Rewrite the entries below as a numbered list, omitting any blank lines.

Exercise materials:
-=-=-
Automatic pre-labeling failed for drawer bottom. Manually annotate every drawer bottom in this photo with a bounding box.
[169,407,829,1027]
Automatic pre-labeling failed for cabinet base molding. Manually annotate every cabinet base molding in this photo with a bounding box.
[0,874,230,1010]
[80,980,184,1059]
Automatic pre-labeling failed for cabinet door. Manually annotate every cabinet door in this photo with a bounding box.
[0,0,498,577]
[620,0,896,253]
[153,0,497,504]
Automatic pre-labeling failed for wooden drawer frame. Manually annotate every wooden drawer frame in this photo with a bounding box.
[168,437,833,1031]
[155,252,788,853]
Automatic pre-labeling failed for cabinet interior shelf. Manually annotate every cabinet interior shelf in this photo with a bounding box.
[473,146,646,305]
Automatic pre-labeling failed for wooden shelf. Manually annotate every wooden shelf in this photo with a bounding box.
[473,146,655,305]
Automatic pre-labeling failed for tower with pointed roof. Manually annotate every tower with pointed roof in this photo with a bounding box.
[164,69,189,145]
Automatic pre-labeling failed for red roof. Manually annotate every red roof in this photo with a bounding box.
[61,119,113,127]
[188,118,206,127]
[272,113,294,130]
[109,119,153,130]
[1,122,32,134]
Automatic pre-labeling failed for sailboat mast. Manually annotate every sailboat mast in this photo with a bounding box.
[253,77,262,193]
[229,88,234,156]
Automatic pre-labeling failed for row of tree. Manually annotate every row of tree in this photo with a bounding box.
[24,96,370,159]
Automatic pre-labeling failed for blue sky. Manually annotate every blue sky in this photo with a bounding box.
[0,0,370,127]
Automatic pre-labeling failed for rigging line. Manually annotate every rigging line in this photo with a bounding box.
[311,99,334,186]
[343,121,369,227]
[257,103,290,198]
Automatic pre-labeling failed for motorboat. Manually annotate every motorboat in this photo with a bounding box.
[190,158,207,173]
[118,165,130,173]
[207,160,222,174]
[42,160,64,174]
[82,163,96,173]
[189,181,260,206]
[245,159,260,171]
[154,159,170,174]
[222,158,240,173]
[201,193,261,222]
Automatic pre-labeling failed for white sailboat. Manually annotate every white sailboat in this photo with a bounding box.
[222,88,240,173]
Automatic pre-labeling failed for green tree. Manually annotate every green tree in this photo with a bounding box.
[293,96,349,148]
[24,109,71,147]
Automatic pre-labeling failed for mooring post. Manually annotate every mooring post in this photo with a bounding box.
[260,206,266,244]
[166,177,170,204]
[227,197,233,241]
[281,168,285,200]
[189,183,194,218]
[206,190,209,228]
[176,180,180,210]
-=-=-
Answer for the task:
1. Automatic pre-labeling failed for drawer bottom. Manually annotate every drawer bottom in this photo with a bounding box.
2. [169,407,829,1027]
3. Automatic pre-labeling failed for cabinet base molding. Manually annotate every cabinet base molding in this photo with a bounding box.
4. [0,874,230,1010]
5. [80,980,184,1059]
6. Automatic pre-labeling failed for cabinet door. Manually annotate every cabinet door in this photo with a bounding box.
7. [0,0,498,577]
8. [620,0,896,253]
9. [153,0,497,504]
10. Automatic pre-labeling failed for wooden drawer frame. Manually annotate every wooden drawer frame in this photo with a bounding box.
11. [168,437,833,1031]
12. [155,252,788,853]
13. Automatic pre-labeling failed for cabinet interior shelf. Manually annotate every cabinet interior shelf in this photo with a bounding box.
14. [473,146,646,305]
15. Automatic pre-labeling failed for wooden shelf. Manually annotate every wooden shelf in this photo with a bounding box.
16. [473,146,655,305]
17. Automatic pre-labeling failed for tower with pointed roof. Manually annotate every tower with pointed roof in this photo with a bounding box.
18. [164,69,189,145]
19. Automatic pre-labeling failed for red roof. Manually annotate every red roof in this photo with a bounding box.
20. [61,119,113,127]
21. [188,118,206,127]
22. [272,113,294,130]
23. [109,119,153,130]
24. [1,122,32,134]
25. Automatic pre-labeling failed for sailboat mast. Manually annotate every sailboat mast in this photo with a bounding box.
26. [253,77,262,193]
27. [229,88,234,156]
28. Automatic pre-labeling failed for row of tree. Manually annotate every row of tree in this photo with a bounding box.
29. [24,96,370,159]
30. Automatic pre-labeling failed for blue sky. Manually annotate every blue sky in this photo with a bounding box.
31. [0,0,370,127]
32. Automatic pre-labeling failed for rigging line. Manually annotate every rigging line in this photo with a bounding box.
33. [311,99,334,186]
34. [343,121,369,227]
35. [257,103,290,198]
36. Automatic pre-labeling failed for motorboat. Manually annotate every motorboat in this photo with a bounding box.
37. [190,158,207,173]
38. [118,165,130,173]
39. [207,160,222,174]
40. [42,160,64,174]
41. [82,163,96,173]
42. [189,181,260,206]
43. [245,159,260,171]
44. [154,159,170,174]
45. [222,158,240,173]
46. [201,193,261,222]
47. Automatic pre-labeling failed for white sailboat. Manually annotate every white sailboat in this photo with a bounding box.
48. [222,88,240,173]
49. Automatic pre-labeling failed for green tree. Manually annotate every green tree in this photo with a bounding box.
50. [293,96,349,148]
51. [24,109,71,147]
52. Automatic pre-labeling failed for mooring post. Manually annotate every mooring post in this photo with a bounding box.
53. [260,206,266,244]
54. [166,177,170,204]
55. [227,197,233,241]
56. [281,168,285,200]
57. [189,183,194,218]
58. [206,190,209,228]
59. [176,180,180,210]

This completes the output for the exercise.